Short task:
Find every line in the material below that contains the word "striped" and copy each of those lines. Match case exactly.
::::::
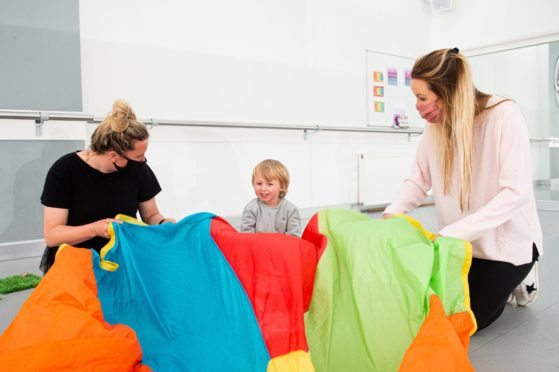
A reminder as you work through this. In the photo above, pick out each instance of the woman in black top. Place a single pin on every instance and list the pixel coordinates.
(85, 190)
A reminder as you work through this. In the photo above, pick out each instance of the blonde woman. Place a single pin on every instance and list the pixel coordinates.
(475, 156)
(85, 190)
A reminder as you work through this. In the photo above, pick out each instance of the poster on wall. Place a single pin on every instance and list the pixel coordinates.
(390, 101)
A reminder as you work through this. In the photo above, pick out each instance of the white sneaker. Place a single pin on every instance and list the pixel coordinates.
(527, 291)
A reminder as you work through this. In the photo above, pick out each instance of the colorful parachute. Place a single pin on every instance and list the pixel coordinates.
(198, 295)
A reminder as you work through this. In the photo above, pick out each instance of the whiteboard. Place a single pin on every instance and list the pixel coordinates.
(388, 89)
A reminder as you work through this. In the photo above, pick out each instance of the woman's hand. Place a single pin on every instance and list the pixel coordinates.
(101, 228)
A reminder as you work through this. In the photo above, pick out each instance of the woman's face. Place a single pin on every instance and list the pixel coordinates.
(138, 152)
(427, 103)
(136, 155)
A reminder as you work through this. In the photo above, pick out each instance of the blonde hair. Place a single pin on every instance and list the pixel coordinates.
(448, 75)
(118, 131)
(272, 169)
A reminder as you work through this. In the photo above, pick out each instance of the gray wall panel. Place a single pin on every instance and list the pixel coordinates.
(23, 167)
(40, 67)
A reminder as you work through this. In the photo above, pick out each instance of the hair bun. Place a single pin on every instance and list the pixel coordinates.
(121, 115)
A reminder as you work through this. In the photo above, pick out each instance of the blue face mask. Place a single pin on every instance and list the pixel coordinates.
(130, 163)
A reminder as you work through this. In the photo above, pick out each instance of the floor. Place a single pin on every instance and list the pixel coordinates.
(522, 339)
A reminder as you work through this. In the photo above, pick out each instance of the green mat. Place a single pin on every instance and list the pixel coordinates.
(18, 283)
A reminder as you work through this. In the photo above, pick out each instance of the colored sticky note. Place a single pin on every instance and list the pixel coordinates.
(392, 74)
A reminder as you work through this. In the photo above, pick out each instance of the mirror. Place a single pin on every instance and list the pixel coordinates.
(529, 76)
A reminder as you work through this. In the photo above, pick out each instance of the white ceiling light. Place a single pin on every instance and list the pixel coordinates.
(439, 5)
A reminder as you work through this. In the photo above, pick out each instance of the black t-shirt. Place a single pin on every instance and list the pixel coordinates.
(90, 195)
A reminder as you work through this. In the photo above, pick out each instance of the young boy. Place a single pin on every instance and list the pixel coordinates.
(270, 211)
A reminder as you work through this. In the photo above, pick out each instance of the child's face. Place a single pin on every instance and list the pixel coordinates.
(267, 190)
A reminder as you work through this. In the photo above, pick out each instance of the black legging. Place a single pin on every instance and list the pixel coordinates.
(491, 283)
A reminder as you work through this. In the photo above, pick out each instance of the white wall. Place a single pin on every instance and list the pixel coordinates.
(473, 24)
(289, 62)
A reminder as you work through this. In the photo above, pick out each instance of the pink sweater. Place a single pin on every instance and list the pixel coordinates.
(502, 222)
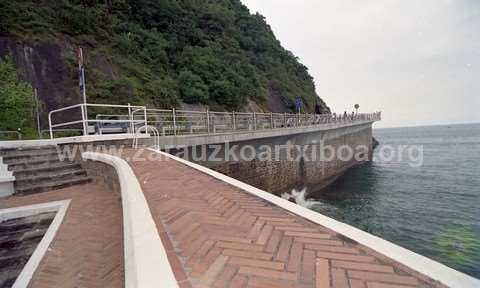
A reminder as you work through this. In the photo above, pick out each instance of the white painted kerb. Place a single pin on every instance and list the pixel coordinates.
(11, 213)
(6, 180)
(146, 262)
(424, 265)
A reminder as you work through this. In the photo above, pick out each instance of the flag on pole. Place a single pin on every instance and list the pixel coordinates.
(81, 74)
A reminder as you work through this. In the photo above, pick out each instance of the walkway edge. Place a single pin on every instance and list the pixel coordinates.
(435, 270)
(60, 207)
(146, 262)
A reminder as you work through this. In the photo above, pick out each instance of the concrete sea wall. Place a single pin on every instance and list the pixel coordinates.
(312, 161)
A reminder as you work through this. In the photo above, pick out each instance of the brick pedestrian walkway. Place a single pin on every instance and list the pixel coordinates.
(219, 236)
(88, 248)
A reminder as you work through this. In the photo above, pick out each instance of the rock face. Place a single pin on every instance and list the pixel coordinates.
(43, 65)
(18, 240)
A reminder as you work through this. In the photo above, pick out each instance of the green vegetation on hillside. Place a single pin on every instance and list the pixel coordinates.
(16, 101)
(170, 51)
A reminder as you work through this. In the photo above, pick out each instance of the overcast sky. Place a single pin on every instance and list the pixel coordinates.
(417, 61)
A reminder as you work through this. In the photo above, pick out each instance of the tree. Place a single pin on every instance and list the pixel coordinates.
(16, 101)
(192, 88)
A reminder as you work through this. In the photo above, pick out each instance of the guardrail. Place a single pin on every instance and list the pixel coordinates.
(105, 119)
(16, 133)
(108, 119)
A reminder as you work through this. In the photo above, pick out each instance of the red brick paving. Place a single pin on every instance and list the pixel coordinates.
(225, 237)
(88, 248)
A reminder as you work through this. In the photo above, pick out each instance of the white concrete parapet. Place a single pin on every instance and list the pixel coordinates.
(6, 180)
(146, 261)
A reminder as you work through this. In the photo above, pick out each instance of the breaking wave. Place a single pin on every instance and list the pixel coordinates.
(300, 197)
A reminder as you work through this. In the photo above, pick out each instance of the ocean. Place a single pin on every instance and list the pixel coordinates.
(421, 191)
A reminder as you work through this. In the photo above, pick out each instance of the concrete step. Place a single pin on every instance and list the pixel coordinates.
(53, 168)
(23, 150)
(32, 163)
(26, 157)
(47, 177)
(51, 185)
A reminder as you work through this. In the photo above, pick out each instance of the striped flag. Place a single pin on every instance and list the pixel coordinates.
(81, 70)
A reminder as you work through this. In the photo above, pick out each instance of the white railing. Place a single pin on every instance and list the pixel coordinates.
(16, 133)
(117, 119)
(98, 119)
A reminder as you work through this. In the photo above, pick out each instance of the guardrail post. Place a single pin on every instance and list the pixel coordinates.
(130, 118)
(174, 122)
(50, 124)
(84, 116)
(208, 121)
(145, 117)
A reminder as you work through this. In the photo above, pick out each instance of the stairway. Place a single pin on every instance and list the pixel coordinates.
(40, 169)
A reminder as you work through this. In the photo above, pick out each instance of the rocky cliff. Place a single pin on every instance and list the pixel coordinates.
(160, 53)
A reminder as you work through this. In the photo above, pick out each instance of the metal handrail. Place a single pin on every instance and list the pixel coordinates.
(85, 119)
(19, 135)
(181, 122)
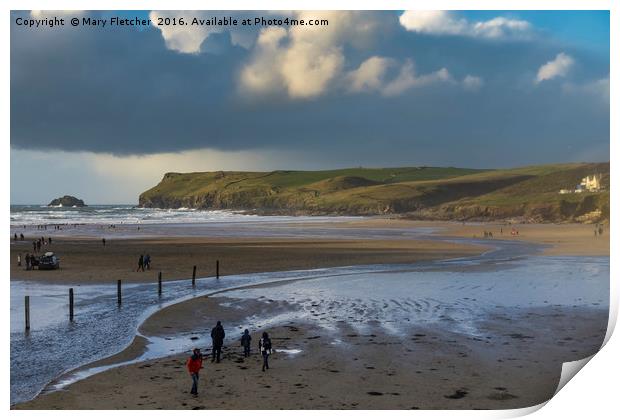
::::::
Solved exercise:
A reminder as you work through this. In the photo above, pick out each instance of the striped flag. Place a single pin on every instance and list the pixel coordinates.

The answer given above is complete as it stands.